WHAT TO WORK ON: Reproduce every entry exactly and leave its pictures out.

SUPPLIED DATA:

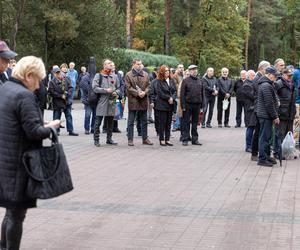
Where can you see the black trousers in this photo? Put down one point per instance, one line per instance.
(110, 124)
(220, 111)
(210, 104)
(255, 139)
(191, 113)
(239, 109)
(12, 228)
(165, 120)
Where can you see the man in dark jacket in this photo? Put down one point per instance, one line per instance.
(267, 113)
(89, 109)
(60, 88)
(225, 87)
(5, 55)
(287, 110)
(239, 98)
(253, 119)
(211, 91)
(247, 92)
(137, 86)
(192, 98)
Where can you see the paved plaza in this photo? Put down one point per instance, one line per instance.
(158, 198)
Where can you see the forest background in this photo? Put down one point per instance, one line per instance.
(232, 33)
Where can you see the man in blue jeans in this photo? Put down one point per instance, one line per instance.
(61, 90)
(267, 113)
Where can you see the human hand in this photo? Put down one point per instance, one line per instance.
(55, 124)
(276, 121)
(109, 91)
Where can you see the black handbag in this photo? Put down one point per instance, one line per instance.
(48, 170)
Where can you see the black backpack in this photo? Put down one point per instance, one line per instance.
(92, 96)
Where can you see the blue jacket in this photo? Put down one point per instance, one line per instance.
(73, 75)
(296, 82)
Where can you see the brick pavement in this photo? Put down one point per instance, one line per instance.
(208, 197)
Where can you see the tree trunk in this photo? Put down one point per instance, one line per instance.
(247, 34)
(168, 9)
(20, 11)
(128, 25)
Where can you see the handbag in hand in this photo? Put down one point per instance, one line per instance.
(48, 170)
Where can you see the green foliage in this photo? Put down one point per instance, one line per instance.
(123, 58)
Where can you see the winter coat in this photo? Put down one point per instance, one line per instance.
(107, 102)
(21, 128)
(237, 88)
(225, 87)
(164, 93)
(267, 101)
(85, 85)
(247, 91)
(73, 75)
(210, 85)
(296, 81)
(135, 82)
(57, 89)
(192, 91)
(286, 94)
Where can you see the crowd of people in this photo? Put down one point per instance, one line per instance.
(269, 98)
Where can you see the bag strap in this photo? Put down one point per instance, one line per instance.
(54, 139)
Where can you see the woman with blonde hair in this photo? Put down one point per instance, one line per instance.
(21, 128)
(164, 105)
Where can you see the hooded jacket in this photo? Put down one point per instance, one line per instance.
(267, 100)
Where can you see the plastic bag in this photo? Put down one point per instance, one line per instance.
(288, 146)
(225, 104)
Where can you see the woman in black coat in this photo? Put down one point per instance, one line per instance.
(21, 128)
(164, 104)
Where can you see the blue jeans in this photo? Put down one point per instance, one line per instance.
(67, 111)
(265, 136)
(144, 124)
(88, 123)
(249, 135)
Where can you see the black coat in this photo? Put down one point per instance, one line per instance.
(59, 88)
(192, 91)
(267, 101)
(210, 85)
(237, 89)
(21, 128)
(247, 92)
(286, 94)
(163, 93)
(225, 87)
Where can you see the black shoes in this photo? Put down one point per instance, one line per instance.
(73, 134)
(265, 163)
(196, 143)
(111, 142)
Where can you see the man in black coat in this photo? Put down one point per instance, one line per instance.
(5, 55)
(60, 88)
(267, 113)
(287, 110)
(239, 98)
(225, 87)
(253, 119)
(192, 99)
(211, 91)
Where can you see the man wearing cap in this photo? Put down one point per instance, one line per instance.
(225, 87)
(61, 90)
(192, 98)
(287, 109)
(267, 113)
(5, 55)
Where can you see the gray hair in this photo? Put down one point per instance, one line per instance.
(263, 65)
(249, 72)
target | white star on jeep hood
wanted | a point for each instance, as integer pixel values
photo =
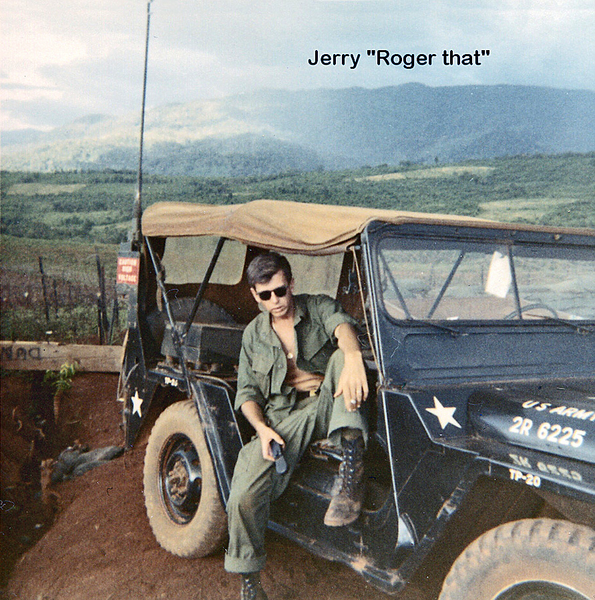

RESPONSE AREA:
Where can you see the black trousers in this photo? Put down one point per instance, one line per instance.
(110, 124)
(220, 111)
(210, 104)
(255, 139)
(191, 113)
(239, 109)
(12, 228)
(165, 120)
Where can you see the man in dark jacket in this photo? Put down one point per instance, one line per instance.
(267, 113)
(89, 109)
(60, 88)
(225, 87)
(5, 55)
(287, 110)
(239, 98)
(253, 119)
(211, 91)
(247, 92)
(137, 86)
(192, 98)
Where can you see the paved plaza in this photo? Put down one point per instance, one line per instance.
(158, 198)
Where can you see the forest background in this photo? Put down one point per instance, one line per instance.
(232, 33)
Where can you see the man in blue jeans in this photo? Put down one point per instance, one line per instance.
(61, 90)
(267, 113)
Where can you see the human hand in this photo? Put down one point per instance, one line per instance.
(55, 124)
(276, 121)
(109, 91)
Where can you see the black handbag in this photo? Put down one point per instance, one line per instance.
(48, 170)
Where can you see the black backpack in this photo? Put down one point per instance, one line per instance.
(92, 96)
Where can you see the blue jacket in this photo? Put down one point per instance, one line per instance.
(73, 75)
(296, 82)
Where can you see the brick pavement in this photo? Put down one point per instance, one line per instance.
(208, 197)
Where can you see the tree trunk in this photo? Put down one point per instance, one line per instance.
(247, 34)
(168, 9)
(20, 11)
(128, 25)
Where can you see the handbag in hand in this photo? Put down one point per instance, one line per instance.
(48, 170)
Where can you see the green foliage in this photo? Put down one point per instance, one line per instance.
(123, 58)
Where can you see the winter coat in this photo? Put down one point per instance, one line per instance.
(107, 102)
(21, 128)
(237, 88)
(225, 87)
(164, 93)
(267, 101)
(85, 85)
(247, 91)
(73, 75)
(210, 85)
(296, 81)
(135, 82)
(57, 89)
(192, 91)
(286, 94)
Where can you see the crowd of people in this photo? Put down one point per instance, one line per instance.
(269, 98)
Where can you see the bag strap in this photo? Put down one point per instance, one line per instance.
(54, 139)
Where can you see the woman with blonde hair in this photo? Put down one point per instance, one line per instance.
(21, 128)
(164, 105)
Where can you see the hooded jacket in this photo? Put down one point per instance, one line per instance.
(267, 100)
Where can you see the plastic bag in this photo? Put down one point per instance, one line per instance.
(288, 146)
(225, 104)
Where can you see the woman in black coat in this photo? Put down one point per instance, one line per instance.
(21, 128)
(164, 104)
Where can you see the blue jeans in this photo? Put down one point per instance, one line per instance.
(67, 111)
(265, 136)
(144, 124)
(88, 123)
(249, 135)
Where can you see the black coat in this photo? Put down one point per instance, one line per instance.
(59, 88)
(192, 91)
(267, 101)
(210, 85)
(237, 89)
(21, 128)
(247, 92)
(286, 94)
(163, 93)
(225, 87)
Where can you see the black shoes in this photo? Put down one point per instance, one line per instance.
(73, 134)
(265, 163)
(196, 143)
(111, 142)
Where can you see the man in black coat in this photo? Put down one point per instance, one line per instance.
(5, 55)
(60, 88)
(267, 113)
(287, 110)
(239, 98)
(225, 87)
(253, 119)
(192, 99)
(211, 91)
Where can you see the man wearing cap in this photo? Put down one point per instance, one line per instance.
(225, 87)
(61, 90)
(192, 98)
(287, 109)
(267, 113)
(5, 55)
Where can you see the gray hair in this photo? Put down one point per instance, one line per instance.
(263, 65)
(249, 72)
target | white star on jeep hood
wanted | a point for each instance, as integer pixel values
photo =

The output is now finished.